• Work instruction: Return the passage from the article on martial arts sessions for Kingshill pupils between "They will strive" and "qualified wrestling coach.", inclusive, copied word for word.

• Extract provided:
Martial art therapy for troubled teenagers
Around 17 pupils from Kingshill school in Tyldesley will today be wrestling with a police officer in an attempt to boost both their self-esteem and respect for the law.
They will strive to be "king of the mat" under the tutelage of British transport policeman Darryl Grundy, a black belt in karate and qualified wrestling coach.
The sessions are part of an alternative work-based curriculum that the school has been able to develop because it is part of the local Leigh education action zone.
Many of the youngsters are known to the police and have histories of exclusions and violence.
An unexpected spin-off of the sessions has been their more positive attitude towards the police, said Carole Swarbrick, Kingshill's key stage 4 co-ordinator.
She believes the programme could be a model for steering other young troublemakers away from crime and improving their relatinships with the police.
She said: "It became apparent that a large part of pupils' often chaotic lives was spent in confrontation with others. I was persuaded that a martial arts course would encourage order and discipline, whilst developing a respect for one another.
"Critics said 'Why teach them to fight?' But six months on, it's been a huge success."
One 15-year-old said: "I've been in trouble (with the police) a couple of times. I used to call them all sorts of names, but now I've got respect for them."
PC Grundy, a 42-year-old father of three, is modest about his contribution to the scheme.
"The school staff say it's a success. I'm beginning to get through to the children. The language has curtailed quite a lot," he said.
"I see old students of mine. Rather than sticking two fingers up, they come over to the police car and tell me what they're doing, what jobs they've got.
"I feel very proud about that. They do seem to have changed and I do think it works."

Collected data:
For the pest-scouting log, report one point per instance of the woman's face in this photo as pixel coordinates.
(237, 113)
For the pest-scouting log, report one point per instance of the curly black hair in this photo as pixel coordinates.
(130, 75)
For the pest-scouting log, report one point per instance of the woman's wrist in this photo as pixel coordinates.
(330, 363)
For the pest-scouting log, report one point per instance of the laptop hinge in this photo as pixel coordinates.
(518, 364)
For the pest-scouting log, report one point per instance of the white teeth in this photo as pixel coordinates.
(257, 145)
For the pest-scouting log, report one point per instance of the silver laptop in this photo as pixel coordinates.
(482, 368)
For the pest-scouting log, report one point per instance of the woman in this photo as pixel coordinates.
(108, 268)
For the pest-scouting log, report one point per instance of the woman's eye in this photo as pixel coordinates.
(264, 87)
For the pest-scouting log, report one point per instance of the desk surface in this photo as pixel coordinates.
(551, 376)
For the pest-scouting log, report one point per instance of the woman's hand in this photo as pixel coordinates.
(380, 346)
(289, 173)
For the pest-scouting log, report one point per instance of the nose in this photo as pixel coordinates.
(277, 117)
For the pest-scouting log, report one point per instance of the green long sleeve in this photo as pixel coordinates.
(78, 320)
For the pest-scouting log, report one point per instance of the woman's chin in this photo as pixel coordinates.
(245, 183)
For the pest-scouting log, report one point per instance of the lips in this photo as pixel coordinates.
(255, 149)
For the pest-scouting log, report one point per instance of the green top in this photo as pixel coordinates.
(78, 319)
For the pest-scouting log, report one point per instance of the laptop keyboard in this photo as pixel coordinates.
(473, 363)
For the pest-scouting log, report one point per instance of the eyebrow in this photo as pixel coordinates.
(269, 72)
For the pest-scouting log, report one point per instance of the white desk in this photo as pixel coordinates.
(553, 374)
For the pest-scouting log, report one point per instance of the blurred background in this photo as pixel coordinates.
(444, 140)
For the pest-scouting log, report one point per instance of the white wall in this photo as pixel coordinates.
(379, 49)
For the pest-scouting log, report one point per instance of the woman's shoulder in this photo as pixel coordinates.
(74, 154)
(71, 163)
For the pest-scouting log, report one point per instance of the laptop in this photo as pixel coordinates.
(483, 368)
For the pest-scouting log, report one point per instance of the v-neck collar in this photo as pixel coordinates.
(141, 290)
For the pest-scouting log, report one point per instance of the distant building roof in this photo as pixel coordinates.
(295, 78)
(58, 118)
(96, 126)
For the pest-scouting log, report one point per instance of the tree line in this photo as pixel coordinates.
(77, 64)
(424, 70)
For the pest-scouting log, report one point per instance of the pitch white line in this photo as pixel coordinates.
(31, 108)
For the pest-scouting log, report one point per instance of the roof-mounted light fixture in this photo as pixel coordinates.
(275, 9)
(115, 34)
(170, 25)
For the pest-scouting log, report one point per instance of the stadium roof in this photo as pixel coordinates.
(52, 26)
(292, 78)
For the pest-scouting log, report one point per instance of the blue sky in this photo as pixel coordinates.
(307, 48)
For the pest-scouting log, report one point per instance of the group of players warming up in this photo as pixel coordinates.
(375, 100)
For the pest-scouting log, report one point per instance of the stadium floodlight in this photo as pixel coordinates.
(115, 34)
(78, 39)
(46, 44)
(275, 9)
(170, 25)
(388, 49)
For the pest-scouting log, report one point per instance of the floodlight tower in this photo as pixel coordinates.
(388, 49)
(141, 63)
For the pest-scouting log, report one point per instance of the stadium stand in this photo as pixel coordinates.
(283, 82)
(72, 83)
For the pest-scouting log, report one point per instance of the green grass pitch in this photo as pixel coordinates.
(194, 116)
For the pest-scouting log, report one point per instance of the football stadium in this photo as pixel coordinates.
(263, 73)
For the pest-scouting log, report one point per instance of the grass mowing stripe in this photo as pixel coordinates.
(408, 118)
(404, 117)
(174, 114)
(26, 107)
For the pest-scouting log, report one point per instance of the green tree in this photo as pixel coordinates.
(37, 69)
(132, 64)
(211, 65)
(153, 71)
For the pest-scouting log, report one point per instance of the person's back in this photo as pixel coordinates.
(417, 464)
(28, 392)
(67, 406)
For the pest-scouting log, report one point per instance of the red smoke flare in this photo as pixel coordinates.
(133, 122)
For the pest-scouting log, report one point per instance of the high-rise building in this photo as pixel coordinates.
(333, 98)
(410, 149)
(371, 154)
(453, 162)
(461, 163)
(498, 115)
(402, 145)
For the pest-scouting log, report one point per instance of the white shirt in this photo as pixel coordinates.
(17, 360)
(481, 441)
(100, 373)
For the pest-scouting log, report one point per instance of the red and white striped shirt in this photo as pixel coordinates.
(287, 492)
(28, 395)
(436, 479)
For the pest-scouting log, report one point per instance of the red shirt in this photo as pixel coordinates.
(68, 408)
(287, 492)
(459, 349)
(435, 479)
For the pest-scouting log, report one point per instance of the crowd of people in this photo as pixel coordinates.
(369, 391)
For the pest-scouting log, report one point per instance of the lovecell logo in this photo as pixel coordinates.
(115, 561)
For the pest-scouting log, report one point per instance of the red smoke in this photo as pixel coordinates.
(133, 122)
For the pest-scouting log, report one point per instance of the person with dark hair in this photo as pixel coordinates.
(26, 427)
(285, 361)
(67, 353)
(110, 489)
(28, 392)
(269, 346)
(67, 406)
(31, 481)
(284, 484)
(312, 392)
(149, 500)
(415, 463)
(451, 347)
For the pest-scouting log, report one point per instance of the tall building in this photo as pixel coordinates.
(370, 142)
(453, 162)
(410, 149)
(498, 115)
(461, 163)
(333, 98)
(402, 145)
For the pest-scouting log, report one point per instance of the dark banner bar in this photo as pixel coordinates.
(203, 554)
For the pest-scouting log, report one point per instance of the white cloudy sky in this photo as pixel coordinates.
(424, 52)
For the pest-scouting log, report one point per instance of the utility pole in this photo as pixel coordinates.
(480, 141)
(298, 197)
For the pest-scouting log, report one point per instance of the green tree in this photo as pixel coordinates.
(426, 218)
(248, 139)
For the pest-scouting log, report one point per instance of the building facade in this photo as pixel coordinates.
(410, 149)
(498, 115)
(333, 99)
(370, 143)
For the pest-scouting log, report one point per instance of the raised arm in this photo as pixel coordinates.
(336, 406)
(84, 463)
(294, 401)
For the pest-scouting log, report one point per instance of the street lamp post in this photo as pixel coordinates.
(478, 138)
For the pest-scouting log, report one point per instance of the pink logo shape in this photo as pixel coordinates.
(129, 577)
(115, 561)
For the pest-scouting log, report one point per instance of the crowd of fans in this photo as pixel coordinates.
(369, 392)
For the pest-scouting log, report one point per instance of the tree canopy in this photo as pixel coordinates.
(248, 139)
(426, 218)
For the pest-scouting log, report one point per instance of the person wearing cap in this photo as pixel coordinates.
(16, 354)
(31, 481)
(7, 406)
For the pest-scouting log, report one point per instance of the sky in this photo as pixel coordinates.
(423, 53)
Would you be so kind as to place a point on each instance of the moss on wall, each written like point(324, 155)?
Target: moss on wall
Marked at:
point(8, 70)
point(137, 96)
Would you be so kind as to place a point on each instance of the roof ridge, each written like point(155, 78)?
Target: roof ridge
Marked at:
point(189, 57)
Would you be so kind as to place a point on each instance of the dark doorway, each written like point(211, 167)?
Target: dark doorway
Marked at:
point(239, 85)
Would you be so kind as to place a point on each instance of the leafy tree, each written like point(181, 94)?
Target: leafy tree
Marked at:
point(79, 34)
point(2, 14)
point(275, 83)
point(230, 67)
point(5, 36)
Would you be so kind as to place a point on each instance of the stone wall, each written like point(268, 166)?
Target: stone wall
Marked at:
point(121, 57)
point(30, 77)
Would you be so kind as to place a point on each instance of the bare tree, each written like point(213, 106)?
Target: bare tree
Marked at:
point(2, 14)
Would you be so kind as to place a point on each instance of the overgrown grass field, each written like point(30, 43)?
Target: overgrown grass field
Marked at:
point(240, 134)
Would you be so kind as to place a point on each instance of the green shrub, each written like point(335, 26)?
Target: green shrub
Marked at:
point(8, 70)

• Result:
They will strive to be "king of the mat" under the tutelage of British transport policeman Darryl Grundy, a black belt in karate and qualified wrestling coach.